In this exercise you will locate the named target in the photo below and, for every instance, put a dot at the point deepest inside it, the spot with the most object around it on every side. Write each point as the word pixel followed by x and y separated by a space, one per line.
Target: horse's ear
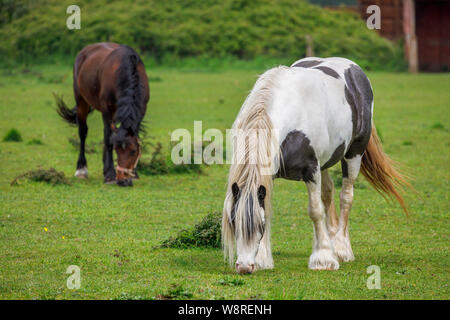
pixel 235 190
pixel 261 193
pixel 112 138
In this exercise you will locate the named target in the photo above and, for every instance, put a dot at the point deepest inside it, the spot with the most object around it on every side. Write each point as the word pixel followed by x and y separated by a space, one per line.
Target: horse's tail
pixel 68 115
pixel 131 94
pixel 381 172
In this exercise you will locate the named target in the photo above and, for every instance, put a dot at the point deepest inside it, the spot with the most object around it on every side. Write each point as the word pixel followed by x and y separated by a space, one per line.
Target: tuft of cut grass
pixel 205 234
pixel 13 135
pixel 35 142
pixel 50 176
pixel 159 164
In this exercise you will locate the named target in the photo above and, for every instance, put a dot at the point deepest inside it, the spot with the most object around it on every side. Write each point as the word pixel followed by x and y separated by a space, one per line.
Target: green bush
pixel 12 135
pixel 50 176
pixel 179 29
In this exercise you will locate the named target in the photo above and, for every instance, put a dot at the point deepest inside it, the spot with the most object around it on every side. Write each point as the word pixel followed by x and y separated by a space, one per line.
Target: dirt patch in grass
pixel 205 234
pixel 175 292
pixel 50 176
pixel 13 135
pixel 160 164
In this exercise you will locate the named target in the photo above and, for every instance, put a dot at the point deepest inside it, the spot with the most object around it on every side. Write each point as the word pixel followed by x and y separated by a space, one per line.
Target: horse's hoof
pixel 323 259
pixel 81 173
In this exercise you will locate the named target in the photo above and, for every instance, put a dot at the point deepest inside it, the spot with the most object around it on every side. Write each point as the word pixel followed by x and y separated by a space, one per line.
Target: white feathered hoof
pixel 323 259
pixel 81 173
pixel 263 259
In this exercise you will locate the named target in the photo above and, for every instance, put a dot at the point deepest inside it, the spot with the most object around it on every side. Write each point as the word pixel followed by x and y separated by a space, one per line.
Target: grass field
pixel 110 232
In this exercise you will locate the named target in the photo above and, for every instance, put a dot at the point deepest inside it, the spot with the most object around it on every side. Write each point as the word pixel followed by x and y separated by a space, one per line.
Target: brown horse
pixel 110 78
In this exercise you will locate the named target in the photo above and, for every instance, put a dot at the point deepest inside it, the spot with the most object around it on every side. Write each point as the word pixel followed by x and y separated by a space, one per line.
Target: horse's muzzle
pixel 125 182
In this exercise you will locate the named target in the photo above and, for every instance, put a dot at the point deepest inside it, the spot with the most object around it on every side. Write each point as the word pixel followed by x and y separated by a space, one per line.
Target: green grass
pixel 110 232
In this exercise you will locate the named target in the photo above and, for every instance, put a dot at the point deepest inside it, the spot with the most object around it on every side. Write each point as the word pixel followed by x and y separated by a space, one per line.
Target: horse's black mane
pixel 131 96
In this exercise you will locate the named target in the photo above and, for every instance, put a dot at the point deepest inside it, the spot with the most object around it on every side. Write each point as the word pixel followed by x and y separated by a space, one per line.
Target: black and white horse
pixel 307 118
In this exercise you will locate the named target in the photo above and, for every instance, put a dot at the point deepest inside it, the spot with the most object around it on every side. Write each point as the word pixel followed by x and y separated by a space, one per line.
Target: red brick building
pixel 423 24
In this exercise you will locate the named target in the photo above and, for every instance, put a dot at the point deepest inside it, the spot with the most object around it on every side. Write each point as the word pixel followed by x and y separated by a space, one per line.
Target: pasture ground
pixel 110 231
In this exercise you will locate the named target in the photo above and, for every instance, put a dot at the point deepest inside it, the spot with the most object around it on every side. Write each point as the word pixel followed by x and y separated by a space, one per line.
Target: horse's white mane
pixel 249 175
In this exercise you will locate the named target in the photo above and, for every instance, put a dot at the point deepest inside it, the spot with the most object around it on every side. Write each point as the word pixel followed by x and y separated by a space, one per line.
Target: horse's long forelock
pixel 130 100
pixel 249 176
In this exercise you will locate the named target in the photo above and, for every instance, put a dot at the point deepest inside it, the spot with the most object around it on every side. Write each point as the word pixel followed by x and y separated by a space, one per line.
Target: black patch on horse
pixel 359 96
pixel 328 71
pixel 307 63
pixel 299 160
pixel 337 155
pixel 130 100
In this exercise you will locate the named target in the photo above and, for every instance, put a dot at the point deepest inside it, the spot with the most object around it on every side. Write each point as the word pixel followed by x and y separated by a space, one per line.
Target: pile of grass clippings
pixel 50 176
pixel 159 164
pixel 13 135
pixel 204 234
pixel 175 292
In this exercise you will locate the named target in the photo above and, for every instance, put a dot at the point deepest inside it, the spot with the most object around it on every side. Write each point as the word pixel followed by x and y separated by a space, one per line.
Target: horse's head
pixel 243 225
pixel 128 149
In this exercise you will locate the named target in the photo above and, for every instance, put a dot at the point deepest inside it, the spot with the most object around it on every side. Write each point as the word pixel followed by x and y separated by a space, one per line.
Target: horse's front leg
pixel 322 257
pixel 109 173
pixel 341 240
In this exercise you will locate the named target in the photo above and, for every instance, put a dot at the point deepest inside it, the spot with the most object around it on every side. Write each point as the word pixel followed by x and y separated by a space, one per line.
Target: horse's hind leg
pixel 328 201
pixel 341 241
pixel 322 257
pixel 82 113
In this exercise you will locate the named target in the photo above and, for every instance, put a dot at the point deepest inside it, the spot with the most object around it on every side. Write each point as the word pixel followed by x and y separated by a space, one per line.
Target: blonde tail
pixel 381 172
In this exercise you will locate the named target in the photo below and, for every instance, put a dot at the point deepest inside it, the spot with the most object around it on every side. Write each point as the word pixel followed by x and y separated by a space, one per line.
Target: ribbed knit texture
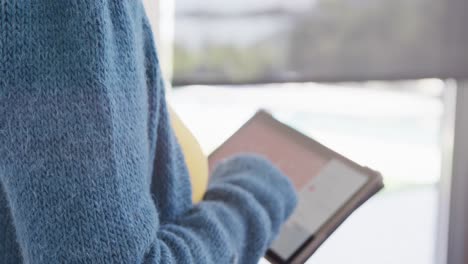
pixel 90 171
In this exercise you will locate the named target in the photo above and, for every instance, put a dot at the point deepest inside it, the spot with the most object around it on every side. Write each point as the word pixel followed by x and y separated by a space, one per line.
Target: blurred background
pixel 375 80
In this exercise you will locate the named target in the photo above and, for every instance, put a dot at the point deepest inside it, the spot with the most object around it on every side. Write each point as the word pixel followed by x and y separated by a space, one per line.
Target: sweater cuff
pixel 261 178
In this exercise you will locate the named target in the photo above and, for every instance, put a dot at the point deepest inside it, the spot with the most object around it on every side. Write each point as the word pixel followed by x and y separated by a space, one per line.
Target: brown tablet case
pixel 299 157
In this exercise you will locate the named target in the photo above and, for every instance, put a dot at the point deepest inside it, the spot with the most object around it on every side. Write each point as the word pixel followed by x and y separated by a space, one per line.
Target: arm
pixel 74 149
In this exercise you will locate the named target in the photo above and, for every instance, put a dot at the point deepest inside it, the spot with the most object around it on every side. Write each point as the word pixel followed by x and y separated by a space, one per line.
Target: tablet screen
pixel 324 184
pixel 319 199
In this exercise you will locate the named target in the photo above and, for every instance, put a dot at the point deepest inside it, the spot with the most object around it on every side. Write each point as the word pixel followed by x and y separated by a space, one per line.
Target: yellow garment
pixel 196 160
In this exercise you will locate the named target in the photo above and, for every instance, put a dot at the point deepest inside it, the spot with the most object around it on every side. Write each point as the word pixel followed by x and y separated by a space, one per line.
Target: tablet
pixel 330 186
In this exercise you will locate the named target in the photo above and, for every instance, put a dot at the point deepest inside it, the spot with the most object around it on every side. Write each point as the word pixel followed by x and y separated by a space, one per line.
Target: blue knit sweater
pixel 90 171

# # # # #

**What needs to be done**
Copy the entries above faithfully and omit every image.

**Exercise solution**
In this exercise you will locate the named target in the photo below and, for every instance, put a dot at the point deepest inside it, the spot with the most object around it on every side. Write each point as the word pixel followed by x and y separated by a space, one per line.
Target: horse's ear
pixel 235 190
pixel 261 193
pixel 112 138
In this exercise you will locate the named target in the photo above and, for every instance, put a dot at the point deepest inside it, the spot with the most object around it on every side. Write each point as the word pixel followed by x and y separated by a space, one per line.
Target: horse's tail
pixel 68 115
pixel 131 94
pixel 381 172
In this exercise you will locate the named target in the photo above and, for every instance, put a dot at the point deepest inside it, the spot with the most object around it on every side. Write each point as the word pixel followed by x and y separated by a space, one per line.
Target: tuft of cut grass
pixel 205 234
pixel 13 135
pixel 35 142
pixel 50 176
pixel 159 164
In this exercise you will locate the named target in the photo above and, for every instance, put a dot at the point deepest inside it, the spot with the most object around it on every side. Write each point as the word pixel followed by x and y separated by a space, one per line.
Target: green bush
pixel 12 135
pixel 50 176
pixel 179 29
In this exercise you will locate the named target in the photo above and, for every instance, put a dot at the point deepest inside it, the spot with the most object around it on every side. Write each point as the word pixel followed by x and y separated by a space, one per line.
Target: dirt patch in grass
pixel 205 234
pixel 175 292
pixel 50 176
pixel 13 135
pixel 160 164
In this exercise you will locate the named target in the photo above and, for every instance, put a dot at the point deepest inside it, the spot with the most object around it on every side. Write each point as the word pixel followed by x and y separated by a space, one per line.
Target: horse's hoof
pixel 323 259
pixel 81 173
In this exercise you will locate the named target in the photo above and, for every instance, put a dot at the point deepest inside it, the spot with the most object around it on every side. Write each point as the word pixel followed by x and y separated by a space, one per line.
Target: white feathered hoof
pixel 323 259
pixel 81 173
pixel 263 259
In this exercise you will locate the named target in the photo above and, for every instance, put a dot at the point deepest inside it, the spot with the most object around it on every side. Write each point as the word pixel followed by x and y separated by a space, one per line.
Target: grass field
pixel 110 232
In this exercise you will locate the named target in the photo above and, for every instance, put a dot at the point deepest inside it, the spot with the most object around it on every side. Write each point as the word pixel followed by x and y separated by a space, one per line.
Target: brown horse
pixel 110 78
In this exercise you will locate the named target in the photo above and, for every instance, put a dot at the point deepest inside it, the spot with the most object around it on every side. Write each point as the word pixel followed by x and y separated by a space, one per line.
Target: horse's muzzle
pixel 125 182
In this exercise you will locate the named target in the photo above and, for every instance, put a dot at the point deepest inside it, the spot with the most object around it on every side. Write each point as the word pixel followed by x and y separated by a space, one per line.
Target: green grass
pixel 110 232
In this exercise you will locate the named target in the photo above and, for every instance, put a dot at the point deepest inside it, the spot with the most object around it on every side. Write each point as the word pixel followed by x and y separated by a space, one per line.
Target: horse's black mane
pixel 131 96
In this exercise you will locate the named target in the photo above and, for every instance, put a dot at the point deepest inside it, the spot with the most object around it on every side. Write each point as the word pixel followed by x and y separated by a space, one per line.
Target: black and white horse
pixel 307 118
In this exercise you will locate the named target in the photo above and, for every instance, put a dot at the point deepest inside it, the spot with the most object around it on every side. Write each point as the word pixel followed by x and y separated by a space, one per line.
Target: red brick building
pixel 423 24
In this exercise you will locate the named target in the photo above and, for every instance, put a dot at the point deepest inside it, the spot with the most object around it on every side. Write each point as the word pixel followed by x and y separated by a space, one per line.
Target: pasture ground
pixel 110 231
In this exercise you will locate the named target in the photo above and, for every instance, put a dot at the point deepest inside it, the spot with the most object around it on every side. Write each point as the word pixel followed by x and y separated by a space, one per line.
Target: horse's white mane
pixel 249 175
In this exercise you will locate the named target in the photo above and, for every instance, put a dot at the point deepest inside it, the spot with the most object around it on every side. Write each point as the word pixel followed by x and y separated by a space, one per line.
Target: horse's long forelock
pixel 130 100
pixel 249 176
In this exercise you will locate the named target in the photo above and, for every instance, put a dot at the point deepest inside it, the spot with the most object around it on every side. Write each point as the word pixel followed by x and y separated by a space, one per line.
Target: black patch on horse
pixel 359 96
pixel 328 71
pixel 307 63
pixel 299 160
pixel 337 155
pixel 130 100
In this exercise you will locate the named target in the photo above and, for every instance, put a dot at the point deepest inside it, the spot with the most object around it on every side. Write each point as the word pixel followed by x and y separated by a space, one per line.
Target: pile of grass clippings
pixel 50 176
pixel 159 164
pixel 13 135
pixel 204 234
pixel 175 292
In this exercise you will locate the named target in the photo above and, for every instance, put a dot at the point deepest inside it, the spot with the most object around it on every side. Write each point as the word pixel followed by x and y separated by a space, one per line.
Target: horse's head
pixel 243 225
pixel 128 149
In this exercise you will locate the named target in the photo above and, for every instance, put a dot at the point deepest inside it, the spot with the most object around it on every side. Write each point as the word pixel followed by x and y separated by a space, one per line.
Target: horse's front leg
pixel 322 257
pixel 109 173
pixel 341 240
In this exercise you will locate the named target in the photo above and, for every instance, put a dot at the point deepest inside it, the spot with the most object around it on every side. Write each point as the word pixel followed by x and y separated by a space, one per line.
Target: horse's hind leg
pixel 328 201
pixel 341 241
pixel 322 257
pixel 82 113
In this exercise you will locate the named target in the photo above and, for every instance, put a dot at the point deepest inside it, the spot with the most object around it on every side. Write each point as the word pixel followed by x and y separated by a space, one per line.
Target: blonde tail
pixel 381 172
In this exercise you will locate the named target in the photo below and, for every instance, put a dot at the point deepest inside it, the spot with the most object around it on every side. Write each point as the word pixel followed by x and y separated by a space, one per line.
Target: ribbed knit texture
pixel 90 171
In this exercise you will locate the named target in the photo above and, for every instance, put a dot at the point deepest inside it, the spot with the most object around it on every side. Write each point as the word pixel followed by x and y separated by a space, one per line.
Target: blurred background
pixel 375 80
In this exercise you will locate the named target in the photo above and, for every instance, put a dot at the point deepest inside it, the spot with the most object around it on every side. Write each point as the word pixel followed by x and y separated by a space, one per line.
Target: sweater cuff
pixel 261 178
In this exercise you will locate the named target in the photo above and, for every instance, put a dot at the point deepest inside it, the spot with the most object around it on every side. Write each point as the word pixel followed by x and y separated by a space, one per line.
Target: brown tablet case
pixel 299 157
In this exercise you will locate the named target in the photo above and, for every instance, put a dot at the point deepest inside it, the spot with the most object around it on every side. Write each point as the word pixel followed by x and y separated by a space, one per line.
Target: arm
pixel 74 149
In this exercise you will locate the named target in the photo above and, for every instance, put a dot at the point deepest inside it, the spot with the most object around it on every side. Write each point as the word pixel followed by x and y separated by a space, one per line.
Target: tablet screen
pixel 324 184
pixel 319 199
In this exercise you will locate the named target in the photo above and, for every instance, put a dot at the point deepest inside it, the spot with the most object around it on every side. Write each point as the word pixel followed by x and y separated by a space, one per line.
Target: yellow garment
pixel 196 160
In this exercise you will locate the named target in the photo above and, for every instance, put a dot at the point deepest inside it, the spot with the most object around it on every side. Write each point as the word pixel followed by x and y separated by a space, one per line.
Target: tablet
pixel 330 186
In this exercise you will locate the named target in the photo above and, for every instance, put a dot at the point deepest inside it, the spot with the most object around it on every side. Write each point as the word pixel followed by x and y separated by a space, one per line.
Target: blue knit sweater
pixel 90 171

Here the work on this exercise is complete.